→ **Saved entries**
+ + + +

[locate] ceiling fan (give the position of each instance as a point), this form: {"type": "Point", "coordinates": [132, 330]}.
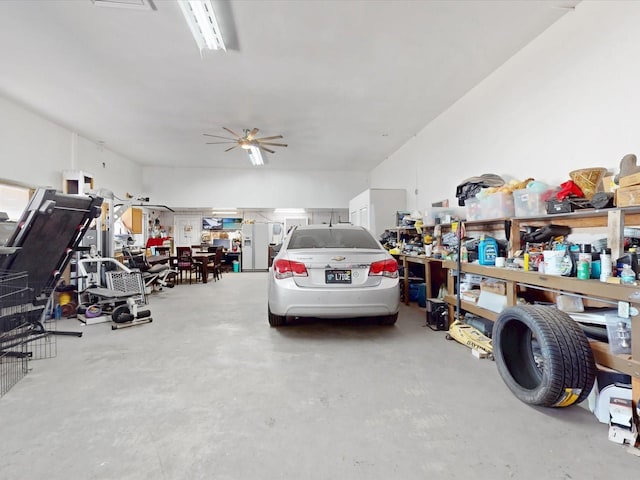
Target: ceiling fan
{"type": "Point", "coordinates": [248, 141]}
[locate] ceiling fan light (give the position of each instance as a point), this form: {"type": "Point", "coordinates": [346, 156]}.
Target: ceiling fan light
{"type": "Point", "coordinates": [255, 155]}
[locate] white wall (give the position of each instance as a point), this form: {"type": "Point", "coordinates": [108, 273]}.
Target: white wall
{"type": "Point", "coordinates": [568, 100]}
{"type": "Point", "coordinates": [34, 151]}
{"type": "Point", "coordinates": [251, 189]}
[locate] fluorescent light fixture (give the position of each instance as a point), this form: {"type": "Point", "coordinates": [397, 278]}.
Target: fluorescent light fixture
{"type": "Point", "coordinates": [133, 4]}
{"type": "Point", "coordinates": [289, 210]}
{"type": "Point", "coordinates": [203, 24]}
{"type": "Point", "coordinates": [255, 156]}
{"type": "Point", "coordinates": [225, 212]}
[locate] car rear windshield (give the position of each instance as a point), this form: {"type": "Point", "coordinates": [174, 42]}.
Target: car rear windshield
{"type": "Point", "coordinates": [332, 238]}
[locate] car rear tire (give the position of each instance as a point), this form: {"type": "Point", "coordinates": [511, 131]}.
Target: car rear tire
{"type": "Point", "coordinates": [543, 356]}
{"type": "Point", "coordinates": [276, 320]}
{"type": "Point", "coordinates": [388, 319]}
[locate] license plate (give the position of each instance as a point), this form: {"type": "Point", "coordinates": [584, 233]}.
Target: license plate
{"type": "Point", "coordinates": [337, 276]}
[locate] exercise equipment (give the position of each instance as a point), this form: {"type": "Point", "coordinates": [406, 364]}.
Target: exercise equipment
{"type": "Point", "coordinates": [117, 290]}
{"type": "Point", "coordinates": [48, 232]}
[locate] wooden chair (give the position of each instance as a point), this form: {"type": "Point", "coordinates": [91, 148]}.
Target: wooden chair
{"type": "Point", "coordinates": [215, 264]}
{"type": "Point", "coordinates": [186, 263]}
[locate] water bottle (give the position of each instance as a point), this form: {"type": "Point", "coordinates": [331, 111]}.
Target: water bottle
{"type": "Point", "coordinates": [628, 276]}
{"type": "Point", "coordinates": [605, 265]}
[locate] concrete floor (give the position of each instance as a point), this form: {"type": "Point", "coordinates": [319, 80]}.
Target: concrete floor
{"type": "Point", "coordinates": [210, 391]}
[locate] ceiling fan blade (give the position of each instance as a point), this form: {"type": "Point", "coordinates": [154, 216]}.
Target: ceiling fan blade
{"type": "Point", "coordinates": [232, 132]}
{"type": "Point", "coordinates": [268, 138]}
{"type": "Point", "coordinates": [217, 136]}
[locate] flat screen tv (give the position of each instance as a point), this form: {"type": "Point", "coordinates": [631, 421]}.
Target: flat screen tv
{"type": "Point", "coordinates": [211, 223]}
{"type": "Point", "coordinates": [231, 223]}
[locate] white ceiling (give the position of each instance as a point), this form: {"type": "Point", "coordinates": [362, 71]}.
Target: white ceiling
{"type": "Point", "coordinates": [347, 82]}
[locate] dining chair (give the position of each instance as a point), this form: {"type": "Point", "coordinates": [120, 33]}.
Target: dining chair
{"type": "Point", "coordinates": [186, 263]}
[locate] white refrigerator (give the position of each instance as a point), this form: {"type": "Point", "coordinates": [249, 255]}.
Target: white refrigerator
{"type": "Point", "coordinates": [255, 246]}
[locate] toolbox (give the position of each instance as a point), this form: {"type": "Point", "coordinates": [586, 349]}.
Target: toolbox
{"type": "Point", "coordinates": [437, 314]}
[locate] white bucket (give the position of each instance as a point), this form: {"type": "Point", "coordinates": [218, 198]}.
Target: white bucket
{"type": "Point", "coordinates": [553, 261]}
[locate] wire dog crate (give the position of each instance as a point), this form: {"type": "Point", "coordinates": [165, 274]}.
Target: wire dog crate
{"type": "Point", "coordinates": [14, 328]}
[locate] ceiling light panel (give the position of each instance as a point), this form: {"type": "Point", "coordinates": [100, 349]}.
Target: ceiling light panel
{"type": "Point", "coordinates": [131, 4]}
{"type": "Point", "coordinates": [203, 24]}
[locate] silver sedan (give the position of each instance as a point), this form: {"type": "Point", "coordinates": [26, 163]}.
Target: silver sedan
{"type": "Point", "coordinates": [333, 271]}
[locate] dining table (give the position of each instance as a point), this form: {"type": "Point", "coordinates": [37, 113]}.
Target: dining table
{"type": "Point", "coordinates": [204, 258]}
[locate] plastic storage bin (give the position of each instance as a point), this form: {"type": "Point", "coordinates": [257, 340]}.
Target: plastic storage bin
{"type": "Point", "coordinates": [528, 203]}
{"type": "Point", "coordinates": [434, 215]}
{"type": "Point", "coordinates": [472, 207]}
{"type": "Point", "coordinates": [497, 205]}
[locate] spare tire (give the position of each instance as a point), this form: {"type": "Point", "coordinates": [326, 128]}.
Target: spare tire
{"type": "Point", "coordinates": [543, 356]}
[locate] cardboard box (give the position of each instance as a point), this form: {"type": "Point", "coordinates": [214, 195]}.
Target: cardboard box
{"type": "Point", "coordinates": [494, 286]}
{"type": "Point", "coordinates": [470, 296]}
{"type": "Point", "coordinates": [492, 301]}
{"type": "Point", "coordinates": [628, 196]}
{"type": "Point", "coordinates": [633, 179]}
{"type": "Point", "coordinates": [622, 428]}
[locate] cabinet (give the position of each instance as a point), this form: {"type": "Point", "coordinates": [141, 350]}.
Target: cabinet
{"type": "Point", "coordinates": [132, 220]}
{"type": "Point", "coordinates": [375, 209]}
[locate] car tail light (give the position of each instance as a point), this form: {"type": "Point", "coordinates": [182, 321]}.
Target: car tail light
{"type": "Point", "coordinates": [386, 268]}
{"type": "Point", "coordinates": [287, 268]}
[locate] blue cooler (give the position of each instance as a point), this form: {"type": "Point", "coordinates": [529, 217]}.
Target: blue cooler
{"type": "Point", "coordinates": [422, 294]}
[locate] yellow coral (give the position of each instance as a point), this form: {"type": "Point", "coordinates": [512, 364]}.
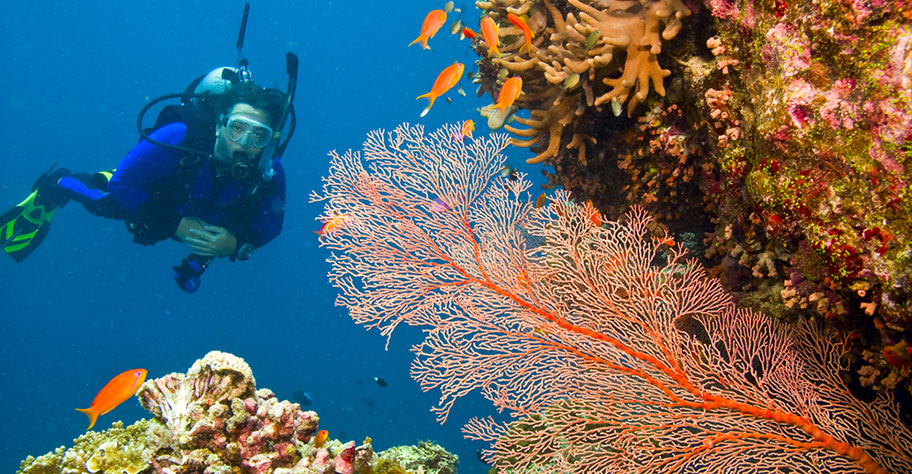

+ + + +

→ **What is being asked**
Retype only this portion of the data above: the line containing "[locate] ceiling fan light", the line containing "[locate] white wall", and all lines between them, exactly.

→ **Expected answer**
[locate] ceiling fan light (give the position of each instance as a point), this form: {"type": "Point", "coordinates": [346, 156]}.
Target: ceiling fan light
{"type": "Point", "coordinates": [255, 155]}
[locate] white wall (give the position of each instance as a point), this form: {"type": "Point", "coordinates": [108, 273]}.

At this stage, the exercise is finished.